- **EXERCISE PROMPT**
Look for "Note: spot the garden" in the listing below, then copy exactly the line it appears in and all lines after it to the end, and nothing more.

- **PROVIDED MATERIAL**
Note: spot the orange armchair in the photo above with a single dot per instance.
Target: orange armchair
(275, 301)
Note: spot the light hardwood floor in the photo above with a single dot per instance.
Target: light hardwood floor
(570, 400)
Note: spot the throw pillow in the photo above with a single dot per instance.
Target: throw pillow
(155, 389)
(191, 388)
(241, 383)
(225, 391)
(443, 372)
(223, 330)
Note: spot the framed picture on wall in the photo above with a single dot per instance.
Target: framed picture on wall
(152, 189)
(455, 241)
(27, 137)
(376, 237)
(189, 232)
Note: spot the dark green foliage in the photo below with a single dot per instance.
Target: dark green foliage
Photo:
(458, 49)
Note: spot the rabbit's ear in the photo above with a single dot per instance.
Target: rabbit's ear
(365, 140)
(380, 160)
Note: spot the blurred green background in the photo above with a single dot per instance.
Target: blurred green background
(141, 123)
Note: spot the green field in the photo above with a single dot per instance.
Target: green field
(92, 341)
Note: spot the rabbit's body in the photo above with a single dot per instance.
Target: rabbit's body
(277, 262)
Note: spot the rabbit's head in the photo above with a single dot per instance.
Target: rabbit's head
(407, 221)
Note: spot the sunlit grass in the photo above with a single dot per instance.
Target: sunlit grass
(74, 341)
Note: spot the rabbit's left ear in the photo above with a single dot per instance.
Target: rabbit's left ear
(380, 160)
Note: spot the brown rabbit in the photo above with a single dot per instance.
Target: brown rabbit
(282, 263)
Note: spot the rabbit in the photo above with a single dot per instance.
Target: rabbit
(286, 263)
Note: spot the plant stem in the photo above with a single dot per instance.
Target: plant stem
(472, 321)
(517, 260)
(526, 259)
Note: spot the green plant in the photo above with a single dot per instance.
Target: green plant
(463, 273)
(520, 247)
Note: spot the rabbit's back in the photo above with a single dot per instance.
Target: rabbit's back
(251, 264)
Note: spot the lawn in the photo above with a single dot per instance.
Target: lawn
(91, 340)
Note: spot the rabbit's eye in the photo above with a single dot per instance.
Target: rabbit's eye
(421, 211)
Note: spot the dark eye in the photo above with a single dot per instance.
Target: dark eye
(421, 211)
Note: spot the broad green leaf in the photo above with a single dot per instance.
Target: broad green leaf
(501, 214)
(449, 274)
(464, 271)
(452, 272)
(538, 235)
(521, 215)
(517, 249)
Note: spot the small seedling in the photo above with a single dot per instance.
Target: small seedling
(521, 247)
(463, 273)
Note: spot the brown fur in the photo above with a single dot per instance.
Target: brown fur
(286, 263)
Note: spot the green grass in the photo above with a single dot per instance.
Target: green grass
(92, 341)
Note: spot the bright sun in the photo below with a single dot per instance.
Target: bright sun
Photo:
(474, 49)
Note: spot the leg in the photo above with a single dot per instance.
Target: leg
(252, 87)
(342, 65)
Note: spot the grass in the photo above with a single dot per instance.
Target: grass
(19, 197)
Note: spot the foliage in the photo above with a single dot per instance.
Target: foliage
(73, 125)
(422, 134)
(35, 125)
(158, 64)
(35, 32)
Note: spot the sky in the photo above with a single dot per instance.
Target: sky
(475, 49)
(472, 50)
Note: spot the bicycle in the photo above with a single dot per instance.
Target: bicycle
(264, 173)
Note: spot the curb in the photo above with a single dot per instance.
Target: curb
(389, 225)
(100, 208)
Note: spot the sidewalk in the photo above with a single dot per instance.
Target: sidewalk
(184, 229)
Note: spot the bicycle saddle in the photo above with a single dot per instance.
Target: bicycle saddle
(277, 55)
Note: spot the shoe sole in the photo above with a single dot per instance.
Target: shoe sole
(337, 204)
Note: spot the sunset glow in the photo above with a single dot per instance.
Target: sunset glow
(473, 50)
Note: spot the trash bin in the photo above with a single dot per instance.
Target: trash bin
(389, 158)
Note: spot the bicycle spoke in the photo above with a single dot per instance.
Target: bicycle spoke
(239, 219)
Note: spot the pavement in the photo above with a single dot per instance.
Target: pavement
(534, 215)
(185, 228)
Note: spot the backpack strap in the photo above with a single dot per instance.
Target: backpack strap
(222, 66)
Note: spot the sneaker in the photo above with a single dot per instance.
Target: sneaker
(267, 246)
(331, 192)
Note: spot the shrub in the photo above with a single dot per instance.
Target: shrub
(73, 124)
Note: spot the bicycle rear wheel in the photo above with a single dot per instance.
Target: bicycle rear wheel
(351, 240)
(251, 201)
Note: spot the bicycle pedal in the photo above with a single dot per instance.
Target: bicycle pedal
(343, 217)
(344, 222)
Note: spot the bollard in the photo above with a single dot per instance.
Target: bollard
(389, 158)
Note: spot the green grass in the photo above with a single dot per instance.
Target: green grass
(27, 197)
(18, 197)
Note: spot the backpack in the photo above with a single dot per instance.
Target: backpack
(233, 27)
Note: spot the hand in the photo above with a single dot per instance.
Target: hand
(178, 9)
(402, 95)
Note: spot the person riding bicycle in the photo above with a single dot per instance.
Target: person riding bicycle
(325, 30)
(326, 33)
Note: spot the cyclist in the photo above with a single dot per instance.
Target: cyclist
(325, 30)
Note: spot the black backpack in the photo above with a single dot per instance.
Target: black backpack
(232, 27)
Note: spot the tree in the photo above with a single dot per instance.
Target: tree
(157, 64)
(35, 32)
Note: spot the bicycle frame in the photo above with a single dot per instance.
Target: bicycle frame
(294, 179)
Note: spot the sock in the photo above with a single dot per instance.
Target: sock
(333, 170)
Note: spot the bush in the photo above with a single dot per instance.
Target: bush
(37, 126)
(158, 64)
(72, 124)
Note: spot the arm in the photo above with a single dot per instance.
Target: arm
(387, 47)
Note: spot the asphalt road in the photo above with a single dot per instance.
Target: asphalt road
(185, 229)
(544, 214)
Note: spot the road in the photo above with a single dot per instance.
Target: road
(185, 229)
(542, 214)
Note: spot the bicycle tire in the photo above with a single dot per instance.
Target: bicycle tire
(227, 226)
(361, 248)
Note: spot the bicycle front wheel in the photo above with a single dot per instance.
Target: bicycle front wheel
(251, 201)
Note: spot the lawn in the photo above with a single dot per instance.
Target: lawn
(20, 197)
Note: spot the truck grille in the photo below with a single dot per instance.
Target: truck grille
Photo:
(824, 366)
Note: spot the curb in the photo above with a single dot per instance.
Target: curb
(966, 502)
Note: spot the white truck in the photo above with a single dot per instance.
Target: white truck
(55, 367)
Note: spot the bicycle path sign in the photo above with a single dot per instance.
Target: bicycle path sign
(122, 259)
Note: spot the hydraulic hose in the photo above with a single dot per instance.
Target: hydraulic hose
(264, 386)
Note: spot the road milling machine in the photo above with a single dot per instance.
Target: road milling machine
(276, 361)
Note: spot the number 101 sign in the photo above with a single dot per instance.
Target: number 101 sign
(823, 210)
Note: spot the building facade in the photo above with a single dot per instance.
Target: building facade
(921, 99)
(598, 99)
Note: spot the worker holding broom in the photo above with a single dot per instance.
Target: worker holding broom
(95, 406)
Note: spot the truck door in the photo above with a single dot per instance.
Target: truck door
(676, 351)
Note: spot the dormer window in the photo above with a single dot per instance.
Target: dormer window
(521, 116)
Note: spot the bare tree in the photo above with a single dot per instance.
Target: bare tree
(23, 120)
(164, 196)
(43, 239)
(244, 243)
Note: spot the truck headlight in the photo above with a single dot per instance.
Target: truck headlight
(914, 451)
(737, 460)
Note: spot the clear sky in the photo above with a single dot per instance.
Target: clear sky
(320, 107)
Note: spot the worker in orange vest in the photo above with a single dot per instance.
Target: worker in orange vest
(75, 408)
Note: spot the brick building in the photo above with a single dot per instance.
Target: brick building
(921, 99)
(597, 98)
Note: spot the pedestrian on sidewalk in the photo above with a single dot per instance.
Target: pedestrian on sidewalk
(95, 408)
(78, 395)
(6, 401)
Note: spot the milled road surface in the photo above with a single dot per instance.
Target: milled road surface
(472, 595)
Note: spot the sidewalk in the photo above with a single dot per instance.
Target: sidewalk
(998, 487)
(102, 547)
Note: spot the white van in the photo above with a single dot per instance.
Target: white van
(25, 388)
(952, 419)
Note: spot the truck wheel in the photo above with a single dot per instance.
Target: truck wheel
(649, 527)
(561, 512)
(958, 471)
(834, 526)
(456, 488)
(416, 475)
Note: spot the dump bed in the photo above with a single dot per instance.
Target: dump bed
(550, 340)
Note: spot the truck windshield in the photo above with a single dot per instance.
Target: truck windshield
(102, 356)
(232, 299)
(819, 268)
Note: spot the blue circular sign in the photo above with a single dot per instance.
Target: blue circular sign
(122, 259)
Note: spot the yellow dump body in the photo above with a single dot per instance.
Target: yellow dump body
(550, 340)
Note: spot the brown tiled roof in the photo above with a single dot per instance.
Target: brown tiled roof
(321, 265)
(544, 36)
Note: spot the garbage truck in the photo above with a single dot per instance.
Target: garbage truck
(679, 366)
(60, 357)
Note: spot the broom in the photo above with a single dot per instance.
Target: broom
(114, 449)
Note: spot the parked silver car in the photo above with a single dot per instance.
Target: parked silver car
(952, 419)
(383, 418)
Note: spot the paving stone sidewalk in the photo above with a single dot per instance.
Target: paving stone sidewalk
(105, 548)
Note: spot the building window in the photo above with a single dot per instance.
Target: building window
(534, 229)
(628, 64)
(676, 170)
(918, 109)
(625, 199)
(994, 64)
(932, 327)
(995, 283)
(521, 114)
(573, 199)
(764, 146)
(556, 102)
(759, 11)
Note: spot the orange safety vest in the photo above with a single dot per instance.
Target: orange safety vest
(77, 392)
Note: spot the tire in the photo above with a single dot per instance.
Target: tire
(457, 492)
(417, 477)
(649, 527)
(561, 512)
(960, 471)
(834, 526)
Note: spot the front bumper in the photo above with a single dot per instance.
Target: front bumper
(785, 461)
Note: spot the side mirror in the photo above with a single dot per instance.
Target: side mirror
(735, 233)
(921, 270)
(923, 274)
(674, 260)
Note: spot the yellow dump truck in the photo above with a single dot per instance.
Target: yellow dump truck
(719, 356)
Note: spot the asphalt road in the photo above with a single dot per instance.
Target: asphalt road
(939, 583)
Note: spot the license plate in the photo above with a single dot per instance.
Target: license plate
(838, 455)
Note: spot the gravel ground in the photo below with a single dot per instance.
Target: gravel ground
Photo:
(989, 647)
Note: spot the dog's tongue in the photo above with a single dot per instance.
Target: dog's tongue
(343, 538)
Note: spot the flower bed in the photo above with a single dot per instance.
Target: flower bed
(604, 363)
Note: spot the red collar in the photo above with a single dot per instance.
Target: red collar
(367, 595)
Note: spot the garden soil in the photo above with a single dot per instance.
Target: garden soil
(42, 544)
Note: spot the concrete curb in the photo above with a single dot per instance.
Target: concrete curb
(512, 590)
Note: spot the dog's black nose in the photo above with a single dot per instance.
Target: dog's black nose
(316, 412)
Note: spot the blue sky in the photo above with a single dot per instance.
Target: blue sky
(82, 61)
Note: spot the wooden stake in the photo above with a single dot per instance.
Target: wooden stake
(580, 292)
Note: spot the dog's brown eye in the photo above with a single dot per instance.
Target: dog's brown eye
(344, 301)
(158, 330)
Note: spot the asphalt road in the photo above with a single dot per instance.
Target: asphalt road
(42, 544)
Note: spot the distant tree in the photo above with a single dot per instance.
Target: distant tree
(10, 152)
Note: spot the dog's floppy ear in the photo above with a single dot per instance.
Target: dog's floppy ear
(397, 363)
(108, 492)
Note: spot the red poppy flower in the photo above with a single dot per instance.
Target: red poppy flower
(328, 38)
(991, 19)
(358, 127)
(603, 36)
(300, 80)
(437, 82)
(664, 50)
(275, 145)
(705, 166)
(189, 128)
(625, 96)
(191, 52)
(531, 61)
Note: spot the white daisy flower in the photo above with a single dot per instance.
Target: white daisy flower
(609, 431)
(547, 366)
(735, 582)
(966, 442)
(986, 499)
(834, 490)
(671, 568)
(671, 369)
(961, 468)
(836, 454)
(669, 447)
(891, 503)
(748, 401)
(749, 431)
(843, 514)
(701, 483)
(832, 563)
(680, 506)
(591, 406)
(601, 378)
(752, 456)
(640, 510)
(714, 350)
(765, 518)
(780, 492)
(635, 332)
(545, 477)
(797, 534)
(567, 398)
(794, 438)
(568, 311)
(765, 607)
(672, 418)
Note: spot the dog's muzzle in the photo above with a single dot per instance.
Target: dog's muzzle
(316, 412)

- **RESULT**
Note: spot the garden soil in the photo above with a single dot per instance.
Target: garden soil
(42, 544)
Note: spot the concrete curb in the photo above with a single dot per instance.
Target: concrete curb
(512, 590)
Note: spot the dog's black nose in the photo above with a single dot per instance.
Target: dog's black nose
(316, 412)
Note: spot the blue sky in the photo above with a single dot per instance.
Target: blue sky
(82, 61)
Note: spot the wooden stake in the photo above with a single dot per instance.
Target: wooden stake
(580, 292)
Note: spot the dog's brown eye in the photo above with a single dot per instance.
Target: dog's brown eye
(344, 301)
(158, 330)
Note: spot the asphalt road in the photo above with a single dot per instance.
Target: asphalt road
(42, 544)
Note: spot the distant tree in the photo above with a single dot per instance.
Target: distant tree
(10, 152)
Note: spot the dog's floppy ear in the photo above with a single dot per instance.
Target: dog's floppy ear
(397, 363)
(108, 492)
Note: spot the red poppy flower in the photo above with a single dot per instance.
Target: red poppy flower
(328, 38)
(991, 19)
(358, 127)
(603, 36)
(300, 80)
(437, 82)
(664, 50)
(275, 145)
(705, 166)
(189, 128)
(625, 96)
(191, 52)
(531, 61)
Note: spot the white daisy flower in the photo above with a single dot per instance.
Target: white daisy flower
(609, 431)
(547, 366)
(735, 582)
(966, 442)
(986, 499)
(834, 490)
(671, 568)
(671, 369)
(961, 468)
(836, 454)
(669, 447)
(891, 503)
(748, 401)
(749, 431)
(843, 514)
(701, 483)
(832, 563)
(680, 506)
(591, 406)
(601, 378)
(752, 456)
(640, 510)
(714, 350)
(765, 518)
(780, 492)
(635, 332)
(545, 477)
(797, 534)
(567, 398)
(794, 438)
(568, 311)
(765, 607)
(672, 418)
Note: spot the dog's muzzle in the photo above with a single dot per instance.
Target: dog's muzzle
(316, 412)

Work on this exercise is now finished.